• What to produce
Copy the lines below exactly as they appear, from the line containing "Where can the parking" through the line containing "<point>243,272</point>", with both of those lines included.

-------

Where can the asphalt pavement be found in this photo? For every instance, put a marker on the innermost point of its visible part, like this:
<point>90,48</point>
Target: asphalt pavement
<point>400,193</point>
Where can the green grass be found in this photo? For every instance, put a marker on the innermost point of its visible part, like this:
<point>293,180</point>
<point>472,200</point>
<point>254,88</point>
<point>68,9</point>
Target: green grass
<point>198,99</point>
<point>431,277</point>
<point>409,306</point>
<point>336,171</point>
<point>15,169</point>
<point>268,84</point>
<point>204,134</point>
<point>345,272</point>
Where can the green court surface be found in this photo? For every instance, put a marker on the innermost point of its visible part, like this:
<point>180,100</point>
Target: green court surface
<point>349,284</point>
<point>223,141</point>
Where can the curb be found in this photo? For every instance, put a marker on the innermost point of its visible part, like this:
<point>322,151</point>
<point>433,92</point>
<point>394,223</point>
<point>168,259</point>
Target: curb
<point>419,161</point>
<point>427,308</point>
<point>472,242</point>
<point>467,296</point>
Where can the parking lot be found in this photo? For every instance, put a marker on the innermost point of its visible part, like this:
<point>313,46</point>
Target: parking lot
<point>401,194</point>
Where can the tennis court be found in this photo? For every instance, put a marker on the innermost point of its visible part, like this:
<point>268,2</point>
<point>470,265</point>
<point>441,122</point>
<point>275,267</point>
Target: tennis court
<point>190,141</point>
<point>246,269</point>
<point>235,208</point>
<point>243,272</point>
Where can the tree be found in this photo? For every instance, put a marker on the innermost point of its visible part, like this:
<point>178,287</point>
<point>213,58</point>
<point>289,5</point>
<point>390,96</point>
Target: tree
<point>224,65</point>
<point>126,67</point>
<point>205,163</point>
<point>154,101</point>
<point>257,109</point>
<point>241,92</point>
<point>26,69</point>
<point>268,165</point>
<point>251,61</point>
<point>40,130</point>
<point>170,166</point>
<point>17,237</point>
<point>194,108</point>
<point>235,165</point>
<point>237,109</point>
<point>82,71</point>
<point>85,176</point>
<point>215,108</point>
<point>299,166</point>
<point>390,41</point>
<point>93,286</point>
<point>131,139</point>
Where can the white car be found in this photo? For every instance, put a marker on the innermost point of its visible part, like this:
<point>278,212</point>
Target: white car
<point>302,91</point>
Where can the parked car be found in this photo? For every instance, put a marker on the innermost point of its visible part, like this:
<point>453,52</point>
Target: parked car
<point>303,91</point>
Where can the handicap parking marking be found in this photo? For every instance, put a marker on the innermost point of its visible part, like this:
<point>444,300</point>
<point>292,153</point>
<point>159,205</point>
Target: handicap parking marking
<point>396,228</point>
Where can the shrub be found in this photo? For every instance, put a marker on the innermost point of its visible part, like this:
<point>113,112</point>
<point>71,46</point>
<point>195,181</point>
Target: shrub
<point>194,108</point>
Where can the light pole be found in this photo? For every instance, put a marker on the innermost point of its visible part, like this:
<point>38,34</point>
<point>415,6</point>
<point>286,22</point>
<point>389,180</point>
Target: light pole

-------

• Expected output
Where can the parking lot be found in this photo? For every instance, put a marker on the innermost point of its visible part, like this:
<point>313,46</point>
Target: parking lot
<point>401,194</point>
Where can the tennis court be found in this photo? For every instance, put a marker on the innermost point of its visible part, like this:
<point>268,2</point>
<point>470,265</point>
<point>441,122</point>
<point>275,267</point>
Target: tennis court
<point>190,141</point>
<point>246,269</point>
<point>235,208</point>
<point>243,272</point>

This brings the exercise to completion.